Request: Report how many lines in the entries below contain the string "every", matching case exactly. Give only the number.
- - -
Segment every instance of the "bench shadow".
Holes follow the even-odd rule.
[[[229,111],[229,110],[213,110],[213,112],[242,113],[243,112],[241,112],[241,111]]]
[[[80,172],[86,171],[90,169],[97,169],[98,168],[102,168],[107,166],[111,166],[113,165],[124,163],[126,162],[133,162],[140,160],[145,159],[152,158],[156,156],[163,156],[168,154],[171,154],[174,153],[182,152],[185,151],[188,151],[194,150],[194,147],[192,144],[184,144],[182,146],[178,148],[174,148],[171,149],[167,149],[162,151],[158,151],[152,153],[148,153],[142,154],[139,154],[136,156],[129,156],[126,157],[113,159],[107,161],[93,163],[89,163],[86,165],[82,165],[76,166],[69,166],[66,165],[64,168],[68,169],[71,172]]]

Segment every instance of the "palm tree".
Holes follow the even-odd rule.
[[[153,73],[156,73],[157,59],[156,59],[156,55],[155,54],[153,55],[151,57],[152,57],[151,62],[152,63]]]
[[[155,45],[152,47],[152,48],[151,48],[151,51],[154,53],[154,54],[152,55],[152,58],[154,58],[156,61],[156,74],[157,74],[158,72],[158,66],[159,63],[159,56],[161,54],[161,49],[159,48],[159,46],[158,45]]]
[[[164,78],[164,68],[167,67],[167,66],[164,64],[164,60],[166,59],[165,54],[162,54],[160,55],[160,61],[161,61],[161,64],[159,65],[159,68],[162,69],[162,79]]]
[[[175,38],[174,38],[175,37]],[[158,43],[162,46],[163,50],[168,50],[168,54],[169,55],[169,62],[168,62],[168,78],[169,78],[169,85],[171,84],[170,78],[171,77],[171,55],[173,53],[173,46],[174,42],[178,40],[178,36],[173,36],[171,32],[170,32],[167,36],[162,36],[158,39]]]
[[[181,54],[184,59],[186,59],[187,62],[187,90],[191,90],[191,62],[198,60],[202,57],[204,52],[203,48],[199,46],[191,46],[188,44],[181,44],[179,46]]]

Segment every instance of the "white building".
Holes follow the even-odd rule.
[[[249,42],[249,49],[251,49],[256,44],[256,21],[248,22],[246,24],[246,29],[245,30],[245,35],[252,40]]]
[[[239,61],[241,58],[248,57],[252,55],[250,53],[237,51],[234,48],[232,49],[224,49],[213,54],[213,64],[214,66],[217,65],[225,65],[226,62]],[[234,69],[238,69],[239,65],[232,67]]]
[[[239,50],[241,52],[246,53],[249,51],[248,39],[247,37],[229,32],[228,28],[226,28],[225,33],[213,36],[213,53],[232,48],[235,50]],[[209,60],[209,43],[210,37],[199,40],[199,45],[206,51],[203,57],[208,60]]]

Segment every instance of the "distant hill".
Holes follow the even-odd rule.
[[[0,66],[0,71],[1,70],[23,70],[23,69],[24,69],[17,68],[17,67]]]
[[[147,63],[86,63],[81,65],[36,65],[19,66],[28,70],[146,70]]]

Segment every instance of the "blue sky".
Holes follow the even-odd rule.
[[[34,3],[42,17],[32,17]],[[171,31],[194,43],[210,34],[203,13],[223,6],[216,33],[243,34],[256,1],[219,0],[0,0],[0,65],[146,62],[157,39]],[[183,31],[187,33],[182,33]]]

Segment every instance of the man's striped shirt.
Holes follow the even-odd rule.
- - -
Answer to the task: 6